Чего мне следовало ожидать? Я не могу приписать ваше «душевное состояние» чему-либо, как только полному отвержению моральных устоев, которое вы исповедовали и которым похвалялись с самого дня нашей свадьбы. Ни малейшей тяги к исправлению заметить было невозможно.
Я неизменно исполняла все обязанности жены. То, что было между нами, оставалось слишком дорого для меня, чтобы отказываться от него, — до тех пор, пока оставалась хоть какая-то надежда. Теперь мое решение неизменно.
А. И. Байрон
15 февраля 1816 г., лорд Байрон — к леди Байрон:
Я не знаю, что сказать; все, что я предпринимаю, лишь еще более отдаляет вас от меня и углубляет «пропасть между тобой и мной». Если ее нельзя перейти, я погибну на дне ее.
Я написал вам два письма, но не отослал их; не знаю, для чего я пишу еще и это письмо и отошлю ли его. Насколько ваше поведение совместимо с вашим долгом и чувствами жены и матери, над этим я предоставляю вам поразмыслить самой. Испытание не было слишком долгим — оно длилось год, да, согласен — год терзаний, бедствий и душевного расстройства; но они доставались главным образом мне, и для меня, как ни горьки воспоминания о пережитом, горше всего сознание, что я заставил вас делить со мной мои бедствия. Относительно предъявленных мне обвинений ваш отец и его советники дважды отказались что-либо мне сообщить. Эти две недели я страдал от неизвестности, от унижения, от злословия, подвергался самой черной и позорной клевете и не мог даже опровергать догадки и пошлые толки относительно моей вины, раз ничего не мог добиться из единственного источника, где все должно быть известно. Между тем слухи, вероятно, дошли и до ваших ушей и, надеюсь, доставили вам удовольствие.
Я просил вас вернуться; в этом мне было отказано. Я хотел узнать, в чем меня обвиняют; но мне было отказано и в этом. Как назвать это — милосердием или справедливостью? Увидим. А сейчас, Белл, милая Белл, чем бы ни кончился этот ужасный разлад, вернешься ли ты ко мне, или тебя сумеют от меня оторвать, я могу сказать только то, что недавно столько раз повторял напрасно — а в беде не лгут, и у меня нет надежды, мотива или цели, — что я люблю тебя, дурен я или хорош, безумен или разумен, несчастен или доволен; я люблю тебя и буду любить, пока во мне жива память или жив я сам. Если я могу так чувствовать при самых тяжких обстоятельствах, при всех терзаниях, какие только могут разъедать сердце и распалять мозг, быть может, ты когда-нибудь поймешь, или хоть подумаешь, что я не совсем таков, как ты себя убедила, но ничто, ничто не сможет меня переменить.
До сих пор я избегал упоминать о своем ребенке, но в этих моих чувствах вы никогда не сомневались. Я должен спросить о ней. Я слышал, что она хорошеет и резвится; и я прошу, не через вас, а через кого угодно — через Августу, если можно — хотя бы иногда сообщать мне о ее здоровье.
Ваш и т. д.
Б.

## Предоставленные данные
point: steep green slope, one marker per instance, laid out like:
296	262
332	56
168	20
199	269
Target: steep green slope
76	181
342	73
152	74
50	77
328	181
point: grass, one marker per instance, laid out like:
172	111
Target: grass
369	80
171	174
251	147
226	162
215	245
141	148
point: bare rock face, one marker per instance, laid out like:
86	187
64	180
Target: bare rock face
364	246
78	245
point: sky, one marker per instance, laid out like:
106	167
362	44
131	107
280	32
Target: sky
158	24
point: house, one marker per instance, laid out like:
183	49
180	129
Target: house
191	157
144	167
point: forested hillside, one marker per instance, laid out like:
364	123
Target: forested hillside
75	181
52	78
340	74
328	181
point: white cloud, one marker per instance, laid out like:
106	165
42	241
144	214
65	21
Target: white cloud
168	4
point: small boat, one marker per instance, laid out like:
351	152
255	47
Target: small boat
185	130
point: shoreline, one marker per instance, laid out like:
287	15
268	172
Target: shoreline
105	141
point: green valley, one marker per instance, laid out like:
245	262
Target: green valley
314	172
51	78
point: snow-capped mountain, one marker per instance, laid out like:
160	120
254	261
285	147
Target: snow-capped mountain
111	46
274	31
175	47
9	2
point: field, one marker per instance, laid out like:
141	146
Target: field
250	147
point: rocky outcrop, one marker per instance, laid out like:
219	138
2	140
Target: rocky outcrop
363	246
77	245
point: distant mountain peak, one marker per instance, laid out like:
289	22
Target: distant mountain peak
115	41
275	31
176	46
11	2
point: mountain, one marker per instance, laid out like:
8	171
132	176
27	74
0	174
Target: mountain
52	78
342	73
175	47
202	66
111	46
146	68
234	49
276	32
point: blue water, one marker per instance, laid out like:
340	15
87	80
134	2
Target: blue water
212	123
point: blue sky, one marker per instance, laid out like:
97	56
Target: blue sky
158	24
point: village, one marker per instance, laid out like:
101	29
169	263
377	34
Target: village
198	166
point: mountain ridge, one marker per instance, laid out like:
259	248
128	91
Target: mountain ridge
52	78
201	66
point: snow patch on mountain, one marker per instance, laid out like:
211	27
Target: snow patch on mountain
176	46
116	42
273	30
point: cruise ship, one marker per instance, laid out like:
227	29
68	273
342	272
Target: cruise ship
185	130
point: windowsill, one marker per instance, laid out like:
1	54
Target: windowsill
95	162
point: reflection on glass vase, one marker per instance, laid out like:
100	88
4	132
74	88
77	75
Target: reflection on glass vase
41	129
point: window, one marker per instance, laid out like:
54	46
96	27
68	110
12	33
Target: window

## Выполните задания
a) Какая дата стоит перед письмом лорда Байрона к леди Байрон в письмах супругов Байрон?
b) Продолжите письма супругов Байрон, начав сразу после последней строки.
Данные никак не связаны с письмами супругов Байрон.

## Ответы к заданиям
a) 15 февраля 1816 года.

b)
4 марта 1816 г., к ней же:
Не знаю, какую обиду может нанести муж жене, один человек другому или даже человек — самому Богу, которую нельзя было бы, как нас учат верить, загладить долгим искуплением, которое я предлагал, еще не зная даже, в чем моя вина перед вами (потому что, пока ее не назвали, я не знаю за собой ничего такого, за что меня можно отталкивать с подобным упорством). Но раз надежды не осталось и вместо долга жены и матери моего ребенка я встречаю обвинения и непримиримость, мне больше нечего сказать, и я буду поступать сообразно обстоятельствам; но даже обида (хотя от нападок я намерен защищаться) оставляет неизменной любовь, с которой я всегда буду относиться к вам.
Б.
Мне сообщили, что вы сами составили предложение о раздельном жительстве; если так, я об этом сожалею; я усматриваю в нем стремление воздействовать на предполагаемые корыстные чувства того, кому предложение адресовано: «если вы расстанетесь с» и т. д. «вы тем самым получаете столько-то немедленно и еще столько-то после смерти тех-то и тех-то» — словно все дело в фунтах, шиллингах и пенсах! Ни слова о моем ребенке; жесткая, сухая юридическая бумага. О, Белл! Видеть, как вы душите и уничтожаете в себе всякое чувство, всякую привязанность, всякое сознание долга (ибо ваш первый долг — это долг жены и матери), — вот что гораздо горше всех возможных для меня последствий.
8 марта 1816 г., к Томасу Муру:
Вина — или даже беда — заключается не в моем «выборе» (если мне вообще следовало выбирать), потому что я считаю и повторяю, даже среди всей этой горькой муки, что вряд ли есть на свете существо лучше, добрее, милее и приятнее, чем леди Б. Я не мог и не могу ни в чем упрекнуть ее за все время, проведенное со мною. Если кто виноват, это я, и если я не могу искупить вину, то должен нести кару.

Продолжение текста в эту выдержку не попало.